#### Fragmento seleccionado:

-*-

Ofrecer gratuitamente libros en circulación no favorece a nadie, ni siquiera a los lectores. Porque las editoriales independientes y las librerías a las que ellos van necesitan de su lugar de lector que compra ese libro, unos para seguir imprimiendo y otros para mantener sus puertas abiertas. El libro gratis es una salida fácil que se deja comer por la sobreactuación y se saltea las tantas otras posibilidades que hoy existen. Pero que definitivamente requieren más trabajo que liberar un archivo, la resignación de tener menos prensa e impacto en redes, y la responsabilidad de no replicar el ideario del mainstream. No es no ser solidario, es ser consciente del tiempo y espacio que cada uno ocupa.
Lo hecho por Ediciones Godot es, sin más, el mejor ejemplo de alternativa: lanzamiento de nuevos títulos en formato digital y la digitalización de todo su catálogo con un 60% de descuento mientras dure el aislamiento. Caja Negra está compartiendo en su blog, además de los contenidos habituales, textos direccionados a pensar el rol ciudadano, la nueva idea de pacto social, de lo colectivo, y también siguen el paso a paso de la Crónica de la psicodeflación de Bifo Berardi, tomada por completo por la situación europea frente al covid-19. Solo por poner dos ejemplos.
La dinámica del mundo moderno nos obliga a ser lectores vivaces, pero también lúcidos del traje que elegimos ponernos. Que el sector independiente se suba al frenesí del consumismo en nombre de una falsa solidaridad profundiza problemas de raíz.

-*-

#### Datos proporcionados:
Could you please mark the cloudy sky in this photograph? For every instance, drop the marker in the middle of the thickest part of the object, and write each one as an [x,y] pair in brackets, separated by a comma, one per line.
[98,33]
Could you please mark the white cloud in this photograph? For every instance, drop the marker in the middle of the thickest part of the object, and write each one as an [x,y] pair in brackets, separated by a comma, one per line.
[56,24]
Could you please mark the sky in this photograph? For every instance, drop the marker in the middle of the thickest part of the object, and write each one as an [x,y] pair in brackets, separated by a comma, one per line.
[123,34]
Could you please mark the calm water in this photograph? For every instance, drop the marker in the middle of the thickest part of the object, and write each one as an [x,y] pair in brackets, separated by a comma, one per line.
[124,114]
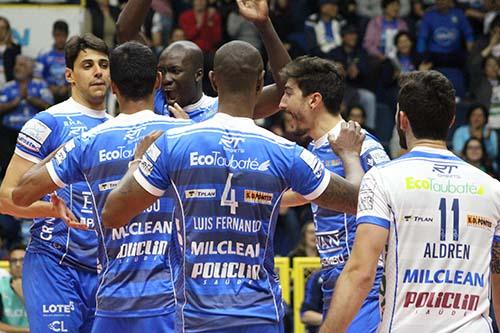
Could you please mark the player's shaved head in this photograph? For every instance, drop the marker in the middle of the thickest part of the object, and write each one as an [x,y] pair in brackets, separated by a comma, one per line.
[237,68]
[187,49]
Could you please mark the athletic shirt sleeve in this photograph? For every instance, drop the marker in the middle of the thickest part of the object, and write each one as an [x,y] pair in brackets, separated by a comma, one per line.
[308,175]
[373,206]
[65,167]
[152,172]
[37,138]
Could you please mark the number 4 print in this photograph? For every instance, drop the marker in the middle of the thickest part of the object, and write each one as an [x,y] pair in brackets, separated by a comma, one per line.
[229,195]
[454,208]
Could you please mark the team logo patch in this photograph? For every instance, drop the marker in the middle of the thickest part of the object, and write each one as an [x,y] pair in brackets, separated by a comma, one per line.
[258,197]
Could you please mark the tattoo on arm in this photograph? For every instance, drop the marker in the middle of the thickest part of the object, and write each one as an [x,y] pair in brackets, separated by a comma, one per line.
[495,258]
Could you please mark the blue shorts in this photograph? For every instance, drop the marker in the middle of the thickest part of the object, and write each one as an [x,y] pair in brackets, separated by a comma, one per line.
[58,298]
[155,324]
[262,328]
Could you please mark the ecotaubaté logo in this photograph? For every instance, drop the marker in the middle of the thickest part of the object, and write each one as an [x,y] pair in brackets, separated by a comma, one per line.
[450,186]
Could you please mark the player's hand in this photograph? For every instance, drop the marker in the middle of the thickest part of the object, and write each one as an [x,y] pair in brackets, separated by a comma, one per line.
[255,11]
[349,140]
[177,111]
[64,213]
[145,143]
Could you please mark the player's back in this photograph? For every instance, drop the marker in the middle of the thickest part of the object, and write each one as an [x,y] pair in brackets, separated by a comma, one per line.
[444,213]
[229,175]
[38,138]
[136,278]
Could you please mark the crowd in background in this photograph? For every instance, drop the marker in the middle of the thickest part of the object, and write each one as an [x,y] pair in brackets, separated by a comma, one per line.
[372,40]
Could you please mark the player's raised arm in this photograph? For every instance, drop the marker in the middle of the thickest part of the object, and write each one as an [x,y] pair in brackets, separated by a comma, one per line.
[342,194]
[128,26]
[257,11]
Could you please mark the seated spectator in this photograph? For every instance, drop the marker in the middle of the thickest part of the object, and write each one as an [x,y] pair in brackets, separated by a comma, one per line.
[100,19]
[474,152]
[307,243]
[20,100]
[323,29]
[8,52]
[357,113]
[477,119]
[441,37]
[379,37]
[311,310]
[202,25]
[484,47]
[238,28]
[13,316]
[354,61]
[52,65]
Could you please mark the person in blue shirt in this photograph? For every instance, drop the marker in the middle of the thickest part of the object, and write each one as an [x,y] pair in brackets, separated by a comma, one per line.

-*-

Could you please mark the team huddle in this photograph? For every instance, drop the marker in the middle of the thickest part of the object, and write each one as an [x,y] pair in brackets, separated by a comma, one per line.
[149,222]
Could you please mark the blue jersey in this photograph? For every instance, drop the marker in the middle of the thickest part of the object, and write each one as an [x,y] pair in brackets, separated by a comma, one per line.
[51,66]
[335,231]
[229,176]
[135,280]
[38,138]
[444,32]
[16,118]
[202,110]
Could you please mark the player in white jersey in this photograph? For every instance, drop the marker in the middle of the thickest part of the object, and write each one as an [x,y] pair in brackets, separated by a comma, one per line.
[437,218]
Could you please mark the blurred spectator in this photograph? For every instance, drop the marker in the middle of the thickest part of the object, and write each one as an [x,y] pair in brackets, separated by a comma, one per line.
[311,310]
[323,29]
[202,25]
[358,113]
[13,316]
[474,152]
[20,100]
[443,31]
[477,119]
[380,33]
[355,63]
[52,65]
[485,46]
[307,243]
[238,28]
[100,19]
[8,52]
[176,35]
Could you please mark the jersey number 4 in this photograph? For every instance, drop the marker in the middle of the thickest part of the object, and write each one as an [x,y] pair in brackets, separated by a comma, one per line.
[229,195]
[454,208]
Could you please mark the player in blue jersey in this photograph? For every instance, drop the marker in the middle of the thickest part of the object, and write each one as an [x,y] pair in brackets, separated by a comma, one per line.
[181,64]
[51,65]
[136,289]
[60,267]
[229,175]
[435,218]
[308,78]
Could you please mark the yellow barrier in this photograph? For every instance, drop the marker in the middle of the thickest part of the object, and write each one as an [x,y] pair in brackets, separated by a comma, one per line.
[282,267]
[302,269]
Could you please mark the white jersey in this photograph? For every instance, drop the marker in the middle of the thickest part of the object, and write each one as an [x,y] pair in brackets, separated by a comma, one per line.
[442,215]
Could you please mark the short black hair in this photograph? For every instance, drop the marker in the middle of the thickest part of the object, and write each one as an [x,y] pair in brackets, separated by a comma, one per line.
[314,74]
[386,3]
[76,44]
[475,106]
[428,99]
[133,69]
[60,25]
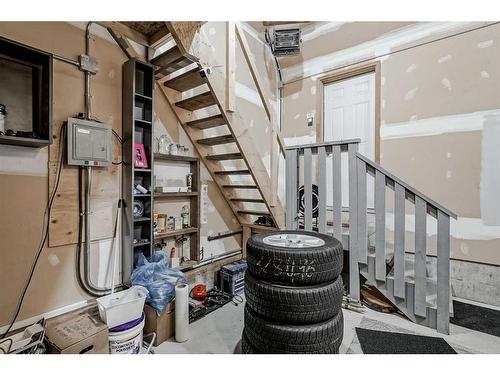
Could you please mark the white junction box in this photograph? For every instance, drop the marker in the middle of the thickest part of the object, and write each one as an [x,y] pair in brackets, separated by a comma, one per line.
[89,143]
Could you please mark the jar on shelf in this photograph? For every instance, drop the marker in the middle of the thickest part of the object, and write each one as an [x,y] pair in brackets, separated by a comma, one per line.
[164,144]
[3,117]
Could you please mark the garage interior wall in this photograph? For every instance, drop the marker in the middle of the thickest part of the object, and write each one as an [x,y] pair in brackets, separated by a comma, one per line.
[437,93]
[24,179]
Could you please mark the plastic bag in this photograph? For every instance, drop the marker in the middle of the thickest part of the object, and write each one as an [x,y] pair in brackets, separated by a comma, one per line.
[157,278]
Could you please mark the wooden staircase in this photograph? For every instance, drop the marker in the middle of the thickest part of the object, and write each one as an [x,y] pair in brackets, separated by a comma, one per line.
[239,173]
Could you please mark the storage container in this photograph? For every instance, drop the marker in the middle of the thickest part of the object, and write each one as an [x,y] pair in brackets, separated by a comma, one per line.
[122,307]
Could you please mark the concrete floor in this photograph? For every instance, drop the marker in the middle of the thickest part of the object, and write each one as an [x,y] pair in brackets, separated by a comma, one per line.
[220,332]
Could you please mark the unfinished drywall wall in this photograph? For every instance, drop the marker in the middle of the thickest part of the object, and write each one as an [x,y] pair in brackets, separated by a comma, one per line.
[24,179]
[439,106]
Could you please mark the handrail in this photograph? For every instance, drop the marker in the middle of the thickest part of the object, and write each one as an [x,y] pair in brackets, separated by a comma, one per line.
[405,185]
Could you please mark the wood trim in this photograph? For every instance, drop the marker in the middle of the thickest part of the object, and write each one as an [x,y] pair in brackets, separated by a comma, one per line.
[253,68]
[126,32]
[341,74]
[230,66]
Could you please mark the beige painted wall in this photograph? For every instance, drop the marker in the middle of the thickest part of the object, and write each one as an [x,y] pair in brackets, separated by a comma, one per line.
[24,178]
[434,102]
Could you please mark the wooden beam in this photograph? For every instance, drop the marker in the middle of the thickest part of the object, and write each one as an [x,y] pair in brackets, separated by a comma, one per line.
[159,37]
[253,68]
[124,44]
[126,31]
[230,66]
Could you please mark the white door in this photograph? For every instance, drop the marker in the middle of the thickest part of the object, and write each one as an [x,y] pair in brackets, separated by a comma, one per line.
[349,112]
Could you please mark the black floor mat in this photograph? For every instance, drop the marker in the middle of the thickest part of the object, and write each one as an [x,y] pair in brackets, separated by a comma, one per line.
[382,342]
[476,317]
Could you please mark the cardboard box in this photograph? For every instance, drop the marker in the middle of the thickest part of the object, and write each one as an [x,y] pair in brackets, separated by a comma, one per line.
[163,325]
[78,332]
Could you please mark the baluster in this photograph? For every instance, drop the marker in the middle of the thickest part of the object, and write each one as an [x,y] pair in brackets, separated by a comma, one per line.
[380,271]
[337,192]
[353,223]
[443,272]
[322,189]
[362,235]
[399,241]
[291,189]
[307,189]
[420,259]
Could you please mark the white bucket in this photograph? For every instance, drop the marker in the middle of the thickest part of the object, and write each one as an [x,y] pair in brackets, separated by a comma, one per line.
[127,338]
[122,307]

-*-

#### Tareas del ejercicio:
a) Reproduce textualmente el fragmento sobre los libros gratuitos, comenzando por "Ofrecer gratuitamente libros" y continuando hasta "cada uno ocupa.".
b) Según el fragmento sobre los libros gratuitos, ¿qué descuento ofrece Ediciones Godot en su catálogo digitalizado mientras dure el aislamiento?
Para resolver esto basta con el fragmento; los datos no hacen falta.

#### Respuestas en orden:
a)
Ofrecer gratuitamente libros en circulación no favorece a nadie, ni siquiera a los lectores. Porque las editoriales independientes y las librerías a las que ellos van necesitan de su lugar de lector que compra ese libro, unos para seguir imprimiendo y otros para mantener sus puertas abiertas. El libro gratis es una salida fácil que se deja comer por la sobreactuación y se saltea las tantas otras posibilidades que hoy existen. Pero que definitivamente requieren más trabajo que liberar un archivo, la resignación de tener menos prensa e impacto en redes, y la responsabilidad de no replicar el ideario del mainstream. No es no ser solidario, es ser consciente del tiempo y espacio que cada uno ocupa.

b) Un 60% de descuento.